ЗАДАНИЕ 1:
Перескажите кратко, в виде списка, абзац отрывка о пушкинских выписках о Петре, начинающийся словами «Эти выписки при жизни Пушкина», сохранив его основные факты.
ЗАДАНИЕ 2:
В каком году, согласно отрывку о пушкинских выписках о Петре, Жуковский сообщил Николаю Павловичу, что манускрипт пересмотрен?

++++ ПРИВЕДЁННЫЙ ОТРЫВОК

К двум легендам о подмене Петра, вошедшим почти во все следственные дела Преображенского приказа и во все истории Петра, надо добавить третью, затерянную в пушкинских выписках о Петре, по остроте и молниеносной убедительности уже и не легенду, а скорее последнюю правду.

Эти выписки при жизни Пушкина и вообще до свободы печати в России публиковались лишь фрагментами. После его смерти они сразу были поданы в цензуру в видах публикации и не разрешены. Царь хотел издать Пушкина полностью за исключением «Истории Петра» «по причине многих неприличных выражений на счет Петра Великого». Таких, вроде приведенного выше (об указе явиться всем дворянам от 30-и до 10-и лет: «наверное с перепоя»), там в действительности очень мало. В 1840 Василий Андреевич Жуковский представлял Николаю Павловичу, что «теперь манускрипт пересмотрен со вниманием и всё замеченное или выброшено или исправлено»[15]. То, на что важно обратить внимание, принадлежит Пушкину внимательному и думающему, мимо которого мы спешим к Пушкину вдохновенному и хрестоматийному. Внимательный Пушкин больше удивляется и спрашивает чем вещает. Тем важнее места, в которых он вполне определенен. Однажды, уже далеко за середину всех выписок, позволив себе критику, он не стесняется назвать тиранским указ от 26.9.1713 о том, что доносителю, пусть он и крепостной крестьянин, отдаются поместья укрывающегося дворянина. Пушкин продолжает под 1715: Петр подтвердил перед отъездом из П.Б. тиранский свой указ о явке дворян на осмотр в П.Б., положив последним сроком 1 сент. 3-го октября Петр опять издал один из своих жестоких указов: он повелел изготовлять юфть новым способом, по обыкновению своему, за ослушание угрожая кнутом и каторгою. 1718: 18 августа Петр объявил еще один из тиранских указов: под смертною казнью запрещено писать  запершись (Пушкин подчеркивает). Недоносителю объявлена равная казнь, Голиков полагает причиною тому подметные письма. Следствие над соучастниками Алексея продолжается. Вот инструкция обер-валдмейстерам: за дуб штраф 15, за проч. дерево 10 р., также кнут, ноздри etc. В пушкинском etc. уже привычность, не надо повторять оценку тиранского указа. Ясно, как Пушкин мог относиться к еще одному указу, запрещавшему монахам иметь у себя в кельях чернила и бумагу иначе как с разрешения игумена.

++++++++
++++ ФРАГМЕНТ ДАННЫХ

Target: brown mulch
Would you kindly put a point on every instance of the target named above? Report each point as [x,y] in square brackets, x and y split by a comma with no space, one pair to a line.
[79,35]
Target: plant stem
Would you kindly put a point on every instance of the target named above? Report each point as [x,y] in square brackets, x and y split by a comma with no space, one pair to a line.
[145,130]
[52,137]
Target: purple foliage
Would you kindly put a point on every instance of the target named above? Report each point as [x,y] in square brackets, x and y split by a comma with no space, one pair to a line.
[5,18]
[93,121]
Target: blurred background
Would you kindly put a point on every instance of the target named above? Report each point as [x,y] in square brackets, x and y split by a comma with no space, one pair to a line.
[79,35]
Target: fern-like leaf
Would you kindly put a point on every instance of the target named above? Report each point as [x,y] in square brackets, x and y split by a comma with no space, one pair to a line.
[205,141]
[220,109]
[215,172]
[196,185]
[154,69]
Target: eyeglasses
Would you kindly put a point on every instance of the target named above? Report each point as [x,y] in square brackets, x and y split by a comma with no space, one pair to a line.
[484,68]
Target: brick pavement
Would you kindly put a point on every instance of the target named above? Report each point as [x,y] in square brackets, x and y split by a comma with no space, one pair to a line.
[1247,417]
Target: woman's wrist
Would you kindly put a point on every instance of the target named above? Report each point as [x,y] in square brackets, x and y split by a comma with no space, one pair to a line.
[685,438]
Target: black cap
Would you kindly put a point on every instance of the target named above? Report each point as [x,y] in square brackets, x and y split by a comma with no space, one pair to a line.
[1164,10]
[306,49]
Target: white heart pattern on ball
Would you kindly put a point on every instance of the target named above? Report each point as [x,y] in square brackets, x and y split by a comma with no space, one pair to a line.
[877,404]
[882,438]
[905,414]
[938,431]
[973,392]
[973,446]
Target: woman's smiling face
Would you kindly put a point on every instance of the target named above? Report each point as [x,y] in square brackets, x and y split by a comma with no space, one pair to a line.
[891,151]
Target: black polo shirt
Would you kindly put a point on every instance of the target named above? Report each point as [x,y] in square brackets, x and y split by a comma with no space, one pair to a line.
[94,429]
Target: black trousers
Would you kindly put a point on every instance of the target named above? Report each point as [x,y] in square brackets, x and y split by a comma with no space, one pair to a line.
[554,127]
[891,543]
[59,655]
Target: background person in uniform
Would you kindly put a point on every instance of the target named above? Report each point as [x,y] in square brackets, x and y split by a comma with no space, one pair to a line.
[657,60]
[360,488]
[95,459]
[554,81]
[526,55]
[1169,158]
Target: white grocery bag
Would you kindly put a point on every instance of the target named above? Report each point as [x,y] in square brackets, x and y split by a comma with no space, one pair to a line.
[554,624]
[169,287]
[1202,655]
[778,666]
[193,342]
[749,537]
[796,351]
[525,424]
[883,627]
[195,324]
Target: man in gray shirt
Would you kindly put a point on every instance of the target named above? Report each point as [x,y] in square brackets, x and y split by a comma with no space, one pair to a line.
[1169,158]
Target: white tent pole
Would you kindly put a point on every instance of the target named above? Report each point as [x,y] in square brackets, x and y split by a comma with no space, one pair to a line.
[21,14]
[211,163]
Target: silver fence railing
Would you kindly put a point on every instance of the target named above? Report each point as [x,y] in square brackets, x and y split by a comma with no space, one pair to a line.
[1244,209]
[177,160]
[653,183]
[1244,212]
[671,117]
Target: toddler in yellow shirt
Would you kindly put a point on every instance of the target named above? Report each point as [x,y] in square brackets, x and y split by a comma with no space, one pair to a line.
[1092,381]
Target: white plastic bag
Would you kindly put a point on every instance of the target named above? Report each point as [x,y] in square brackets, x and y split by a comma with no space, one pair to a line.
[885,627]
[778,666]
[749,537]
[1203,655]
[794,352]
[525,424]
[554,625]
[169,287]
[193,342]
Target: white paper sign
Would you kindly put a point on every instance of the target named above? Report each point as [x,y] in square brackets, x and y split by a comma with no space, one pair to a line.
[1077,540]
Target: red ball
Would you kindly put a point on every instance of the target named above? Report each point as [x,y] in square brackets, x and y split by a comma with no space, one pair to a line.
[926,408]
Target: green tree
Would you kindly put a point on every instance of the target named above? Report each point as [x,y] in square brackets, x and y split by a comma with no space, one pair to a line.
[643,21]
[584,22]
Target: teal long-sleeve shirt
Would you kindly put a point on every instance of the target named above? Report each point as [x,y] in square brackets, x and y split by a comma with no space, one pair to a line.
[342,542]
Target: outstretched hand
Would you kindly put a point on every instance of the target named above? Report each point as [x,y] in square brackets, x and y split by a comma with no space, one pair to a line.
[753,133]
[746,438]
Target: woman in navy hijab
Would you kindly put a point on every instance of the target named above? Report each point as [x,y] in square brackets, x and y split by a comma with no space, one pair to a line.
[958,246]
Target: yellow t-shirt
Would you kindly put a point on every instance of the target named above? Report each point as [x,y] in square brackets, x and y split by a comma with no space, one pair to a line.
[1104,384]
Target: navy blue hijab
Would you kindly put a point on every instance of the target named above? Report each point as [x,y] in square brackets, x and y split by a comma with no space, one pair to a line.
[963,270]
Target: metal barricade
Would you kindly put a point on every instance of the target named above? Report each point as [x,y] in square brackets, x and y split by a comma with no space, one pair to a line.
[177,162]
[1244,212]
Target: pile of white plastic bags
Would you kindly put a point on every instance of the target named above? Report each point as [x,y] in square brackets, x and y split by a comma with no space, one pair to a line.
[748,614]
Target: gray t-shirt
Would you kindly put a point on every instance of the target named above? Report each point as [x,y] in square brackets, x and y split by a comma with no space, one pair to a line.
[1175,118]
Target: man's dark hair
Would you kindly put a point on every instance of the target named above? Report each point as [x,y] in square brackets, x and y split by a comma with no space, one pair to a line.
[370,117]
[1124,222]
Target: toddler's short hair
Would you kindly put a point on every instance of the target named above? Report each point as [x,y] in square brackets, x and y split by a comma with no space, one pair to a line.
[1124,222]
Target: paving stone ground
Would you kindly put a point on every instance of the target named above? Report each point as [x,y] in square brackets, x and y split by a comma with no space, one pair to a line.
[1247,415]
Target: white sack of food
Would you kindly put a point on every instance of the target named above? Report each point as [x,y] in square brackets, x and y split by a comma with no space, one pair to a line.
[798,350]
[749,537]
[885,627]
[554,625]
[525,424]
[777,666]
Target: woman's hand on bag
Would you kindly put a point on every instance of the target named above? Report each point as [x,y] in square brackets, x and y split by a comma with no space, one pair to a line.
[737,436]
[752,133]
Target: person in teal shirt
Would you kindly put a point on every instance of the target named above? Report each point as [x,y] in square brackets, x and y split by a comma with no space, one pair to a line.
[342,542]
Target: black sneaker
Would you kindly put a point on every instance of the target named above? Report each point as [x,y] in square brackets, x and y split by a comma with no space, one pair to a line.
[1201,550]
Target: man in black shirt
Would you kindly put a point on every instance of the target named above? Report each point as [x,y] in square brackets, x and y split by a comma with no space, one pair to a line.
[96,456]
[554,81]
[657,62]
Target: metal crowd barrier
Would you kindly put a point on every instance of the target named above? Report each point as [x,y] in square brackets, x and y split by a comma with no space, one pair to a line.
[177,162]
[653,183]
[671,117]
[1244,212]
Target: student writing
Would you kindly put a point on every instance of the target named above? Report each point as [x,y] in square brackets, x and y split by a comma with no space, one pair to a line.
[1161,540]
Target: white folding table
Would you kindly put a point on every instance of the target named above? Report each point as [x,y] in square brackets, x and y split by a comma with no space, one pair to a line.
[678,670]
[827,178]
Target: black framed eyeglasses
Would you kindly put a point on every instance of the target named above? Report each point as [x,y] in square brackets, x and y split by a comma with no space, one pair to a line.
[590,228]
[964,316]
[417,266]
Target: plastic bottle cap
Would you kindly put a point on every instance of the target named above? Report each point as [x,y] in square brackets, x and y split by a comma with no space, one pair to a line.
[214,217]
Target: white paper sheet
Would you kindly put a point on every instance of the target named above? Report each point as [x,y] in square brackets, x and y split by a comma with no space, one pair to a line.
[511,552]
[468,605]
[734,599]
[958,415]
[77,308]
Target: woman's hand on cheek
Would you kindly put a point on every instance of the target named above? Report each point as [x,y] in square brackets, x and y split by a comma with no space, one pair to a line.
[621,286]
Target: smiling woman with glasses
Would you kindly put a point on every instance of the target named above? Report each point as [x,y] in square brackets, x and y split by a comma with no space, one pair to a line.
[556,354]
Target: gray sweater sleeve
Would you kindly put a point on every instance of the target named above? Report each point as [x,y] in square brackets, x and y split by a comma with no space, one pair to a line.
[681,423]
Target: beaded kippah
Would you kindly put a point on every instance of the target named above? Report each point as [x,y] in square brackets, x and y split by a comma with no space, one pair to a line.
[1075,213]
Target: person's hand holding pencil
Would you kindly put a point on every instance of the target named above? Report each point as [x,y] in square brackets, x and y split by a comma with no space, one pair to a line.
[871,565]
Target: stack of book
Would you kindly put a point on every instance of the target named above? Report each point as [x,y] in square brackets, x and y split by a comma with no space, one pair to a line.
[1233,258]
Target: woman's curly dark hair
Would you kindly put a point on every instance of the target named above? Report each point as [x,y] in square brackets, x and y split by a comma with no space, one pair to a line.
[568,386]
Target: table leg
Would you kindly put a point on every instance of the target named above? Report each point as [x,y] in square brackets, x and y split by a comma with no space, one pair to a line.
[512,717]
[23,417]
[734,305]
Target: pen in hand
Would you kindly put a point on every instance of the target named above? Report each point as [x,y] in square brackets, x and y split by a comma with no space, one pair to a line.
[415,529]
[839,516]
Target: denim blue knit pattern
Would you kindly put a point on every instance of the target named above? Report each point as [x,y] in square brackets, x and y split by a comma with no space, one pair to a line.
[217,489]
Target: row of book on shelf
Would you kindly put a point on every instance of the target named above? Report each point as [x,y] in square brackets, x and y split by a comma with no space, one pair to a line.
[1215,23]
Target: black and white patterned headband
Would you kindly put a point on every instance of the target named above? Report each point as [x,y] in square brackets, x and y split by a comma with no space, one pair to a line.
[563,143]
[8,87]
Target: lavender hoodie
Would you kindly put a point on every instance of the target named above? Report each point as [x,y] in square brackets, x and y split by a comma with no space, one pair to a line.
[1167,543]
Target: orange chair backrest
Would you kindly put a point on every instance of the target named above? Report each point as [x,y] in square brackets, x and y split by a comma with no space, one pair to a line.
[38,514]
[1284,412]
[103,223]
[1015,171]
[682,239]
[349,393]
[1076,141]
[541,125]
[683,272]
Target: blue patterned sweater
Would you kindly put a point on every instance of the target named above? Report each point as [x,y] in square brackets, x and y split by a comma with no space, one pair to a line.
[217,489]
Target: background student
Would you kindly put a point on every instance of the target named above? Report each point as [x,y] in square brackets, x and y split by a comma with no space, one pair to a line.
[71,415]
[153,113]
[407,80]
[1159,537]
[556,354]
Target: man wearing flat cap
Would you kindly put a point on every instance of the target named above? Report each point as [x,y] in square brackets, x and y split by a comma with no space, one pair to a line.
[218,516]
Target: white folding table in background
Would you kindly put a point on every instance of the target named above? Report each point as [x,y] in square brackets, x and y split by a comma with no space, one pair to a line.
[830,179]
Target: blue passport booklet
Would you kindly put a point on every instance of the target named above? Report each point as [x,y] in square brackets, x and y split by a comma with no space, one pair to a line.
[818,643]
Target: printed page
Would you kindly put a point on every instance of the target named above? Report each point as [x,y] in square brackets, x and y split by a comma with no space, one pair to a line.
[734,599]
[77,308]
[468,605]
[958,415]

++++++++

ИТОГОВЫЙ ОТВЕТ 1:
- При жизни Пушкина и до свободы печати в России выписки публиковались лишь фрагментами. После его смерти их подали в цензуру, но публикацию не разрешили.
- Царь хотел издать Пушкина полностью, кроме «Истории Петра», из-за «неприличных выражений» о Петре Великом. Таких мест там на деле очень мало.
- В 1840 году Жуковский сообщил Николаю Павловичу, что манускрипт пересмотрен, а всё замеченное выброшено или исправлено.
- Важное в выписках принадлежит Пушкину внимательному и думающему, который больше удивляется и спрашивает, чем вещает. Поэтому особенно важны места, где он высказывается определённо.
- Пушкин называет тиранским указ от 26.9.1713, по которому доносителю, даже крепостному крестьянину, отдаются поместья укрывающегося дворянина.
- Под 1715 годом Пушкин пишет, что Петр подтвердил тиранский указ о явке дворян на осмотр в П.Б. со сроком до 1 сентября. 3 октября вышел жестокий указ изготовлять юфть новым способом под угрозой кнута и каторги.
- 18 августа 1718 года Петр под страхом смертной казни запретил писать запершись, а недоносителю назначил равную казнь. Голиков считает причиной этого указа подметные письма.
- Инструкция обер-валдмейстерам устанавливает штраф 15 р. за дуб и 10 р. за прочее дерево, а также кнут и ноздри. Пушкинское «etc.» передаёт привычность таких мер.
- Ясно, как Пушкин мог относиться к указу, запрещавшему монахам держать в кельях чернила и бумагу без разрешения игумена.

ИТОГОВЫЙ ОТВЕТ 2:
В 1840 году.